## Daftar Tugas
1. Dalam teks tentang hukum air mani, mazhab apa saja yang menyatakan bahwa mani itu najis?
2. Lanjutkan teks tentang hukum air mani mulai dari titik akhirnya.

## Kutipan
-=-=-=-=-

Air mani atau sperma adalah cairan yang keluar dari alat kelamin yang dibarengi ejakulasi. Lalu apa hukum air mani? Suci atau najis?
Setelah baligh dan menikah, seseorang kadang mendapati ada cairan yang keluar dari kemaluannya yang berbeda dengan air kencing. Cairan tersebut tepatnya adalah mani yang keluar dibarengi syahwat dan ejakulais. Mani bisa keluar ketika seseorang bermimpi, dan kadang keluar ketika berhubungan badan.
Karena keluarnya ketika tertidur dan berjimak, mani bisa mengenai celana dan pakaian. Kadang seseorang tidak sadar bahwa celana yang dipakainya terdapat sisa noda mani yang belum bersih. Lalu celana tersebut dipakainya ke masjid untuk shalat. Di sini kita bertanya, apakah shalatnya sah atau tidak karena adanya mani? Dan apakah status hukum mani?
Mani suci atau najis?
Para ulama berbeda pendapat tentang hukum mani antara suci ataukah najis. Kelompok pertama terdiri dari mazhab Hanafiyah, dan Malikiyah menyebutkan bahwa mani hukumnya adalah najis. Jika mani mengenai anggota tubuh atau pakaian maka wajib disucikan. Hanya saja, menurut Abu Hanifah, jika sperma itu sudah kering, cara menyucikannya cukup dikerik (digosok). Sedangkan menurut Malik dan Auza’i, cara menyucikannya adalah dengan membasuhnya (mencucinya), baik sperma tersebut dalam keadaan masih basah atau sudah kering.
Sedangkan kelompok kedua terdiri dari mazhab Syafi’iyah dan Hanabilah menyatakan bahwa mani itu suci. Artinya jika mani mengenai pakaian dan celana maka tidak mengapa, namun cukup dihilangkan dan dibersihkan supaya tidak kotor. Pendapat ini juga pendapat beberapa shahabat seperti Ibnu Abbas, Sa’ad bin Abi Waqqash dan Aisyah.
Penyebab perselisihan ulama
Dalam kitab Atsarul Ikhtilaf fil Qawa’id Ushuliyah disebutkan bahwa sebab perbedaan ulama tentang status mani ialah karena adanya perbedaan dalil dan pertentangan pemahaman tentang menggunakan dalil dan cara beristidlal.

-=-=-=-=-

## Entri Hasil Ekstraksi
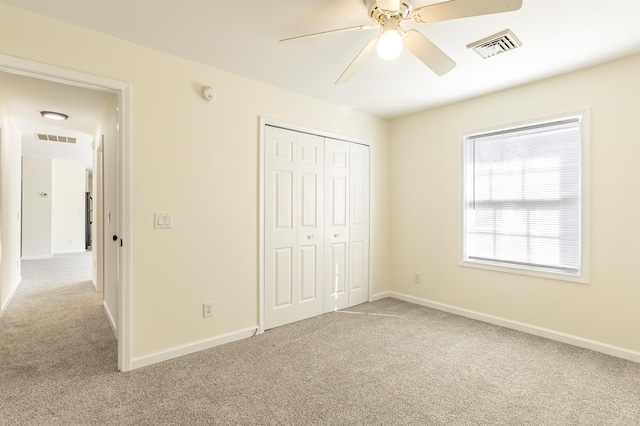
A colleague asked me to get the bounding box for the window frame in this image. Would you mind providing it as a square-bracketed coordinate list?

-=-=-=-=-

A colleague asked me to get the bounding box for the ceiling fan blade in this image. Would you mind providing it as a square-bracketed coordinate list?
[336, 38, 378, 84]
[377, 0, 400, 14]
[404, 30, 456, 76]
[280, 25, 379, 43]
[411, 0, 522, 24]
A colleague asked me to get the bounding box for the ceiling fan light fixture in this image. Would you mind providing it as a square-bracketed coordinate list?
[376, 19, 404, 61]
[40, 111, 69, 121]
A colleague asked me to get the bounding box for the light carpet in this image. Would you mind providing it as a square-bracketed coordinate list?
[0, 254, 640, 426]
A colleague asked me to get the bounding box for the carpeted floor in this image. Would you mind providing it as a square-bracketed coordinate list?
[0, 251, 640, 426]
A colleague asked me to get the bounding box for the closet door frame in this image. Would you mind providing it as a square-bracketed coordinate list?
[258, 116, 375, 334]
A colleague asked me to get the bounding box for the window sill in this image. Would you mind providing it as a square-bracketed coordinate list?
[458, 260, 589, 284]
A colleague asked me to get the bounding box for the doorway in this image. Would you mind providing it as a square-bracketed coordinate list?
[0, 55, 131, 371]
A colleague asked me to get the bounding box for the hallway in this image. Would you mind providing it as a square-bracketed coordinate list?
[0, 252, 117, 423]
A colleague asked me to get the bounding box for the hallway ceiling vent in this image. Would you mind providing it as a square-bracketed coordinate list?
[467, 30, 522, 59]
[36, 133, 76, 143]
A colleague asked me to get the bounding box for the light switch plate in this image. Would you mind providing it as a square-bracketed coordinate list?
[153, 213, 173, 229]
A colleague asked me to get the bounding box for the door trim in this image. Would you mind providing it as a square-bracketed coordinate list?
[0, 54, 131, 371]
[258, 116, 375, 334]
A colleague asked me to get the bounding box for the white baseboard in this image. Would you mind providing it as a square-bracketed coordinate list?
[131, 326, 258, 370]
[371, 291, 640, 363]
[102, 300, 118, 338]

-=-=-=-=-

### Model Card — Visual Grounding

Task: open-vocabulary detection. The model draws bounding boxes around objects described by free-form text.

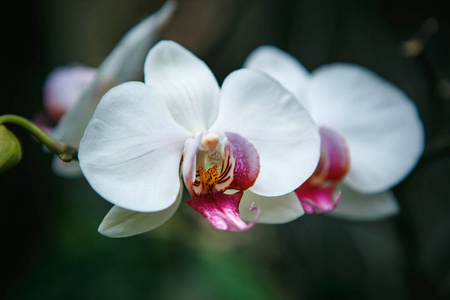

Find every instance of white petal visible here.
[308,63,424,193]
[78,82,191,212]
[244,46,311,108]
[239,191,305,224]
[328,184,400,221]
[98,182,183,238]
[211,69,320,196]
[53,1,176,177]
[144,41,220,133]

-=-=-=-=-

## Jawaban yang Diberikan
1. Mazhab Hanafiyah dan Malikiyah.

2.
Bagi kelompok pertama yang menghukumi mani najis berdalil dengan hadits riwayat Umrah dan Aisyah di mana Aisyah menyebutkan: “Aku mengerik mani dari pakaian Rasulullah shallallahu alaihi wasallam jika ia kering, dan mencucinya (membasuhnya) jika ia basah.” (HR. Daruquthni)
Hadits ini menyebutkan bahwa Aisyah mengerik atau mencuci pakaian Nabi shallallahu alaihi wasallam yang terkena sperma. Perbuatan ini mengindikasikan bahwa sperma adalah najis. Sebab jika sperma itu suci, Aisyah tidak akan mengeriknya. Perbuatan Aisyah tersebut dilakukan berkali-kali sehingga kemungkinan besar Nabi mengetahuinya, tetapi membiarkannya, sebagai pertanda beliau menyetujuinya.
Di samping hadits ini, kelompok pertama juga berpedoman dengan dalil lain termasuk dalil akal, yaitu adanya sperma yang keluar dari lubang yang sama dengan keluarnya air kencing. Jika air kencing tersebut dihukumi najis, maka lubangnya pun menjadi najis. Dan jika lubangnya najis maka sperma juga dihukumi najis karena terkena najisnya lubang air kencing.
Sedangkan kelompok kedua berpegangan dengan hadits riwayat Aisyah juga, dimana ia menyebutkan: “Aku mengerik mani dari pakaian Rasulullah shallallahu alaihi wasallam, kemudian ia shalat dengan pakaian itu.” (HR. Muslim)
Dalam hadits ini disebutkan bahwa Aisyah hanya mengerik sperma dari pakaian Nabi shallallahu alaihi wasallam yang mau digunakan untuk shalat. Ini menunjukkan kalau sperma tidaklah najis. Karena jika sperma itu najis maka cara mensucikannya tidak hanya dengan mengeriknya karena pasti bekasnya tidak hilang dengan sempurna, namun dengan membasuhnya dan mencucinya dengan air sebagaimana mensucikan pakaian yang terkena darah, air kencing atau sebagainya.
Bantahan antar dalil
Kelompok pertama membantah cara pendalilan kelompok kedua dengan kaidah ushuliyah. Menurut mereka dalil yang dipakai kelompok kedua bertentangan dengan dalil yang dipakai kelompok pertama, di mana kelompok pertama menajiskan, sedangkan kelompok kedua mensucikan. Jika terjadi pertentangan seperti ini maka jalan keluarnya ialah mengedepankan pendapat yang menajiskan demi ihtiyath atau kehati-hatian. Kaidahnya menyebutkan: Jika terjadi pertentangan antara dalil yang membolehkan dengan dalil yang mengharamkan, maka dalil yang mengharamkan didahulukan dari pada dalil yang membolehkan.
Namun kelompok kedua membantah adanya pertentangan antara dalil-dalil tersebut, karena yang ada justru kedua hadits tersebut bisa dikompromikan dan dipahami secara bersamaan (al-jam’u bainal adillah), yaitu mengerik sperma yang disebutkan dalam hadits pertama itu dalam rangka membersihkan karena tabiat manusia tidak menyukai bekas sperma, bukan karena ingin mensucikannya, sebab tidak akan cukup mensucikan najis dengan hanya mengeriknya.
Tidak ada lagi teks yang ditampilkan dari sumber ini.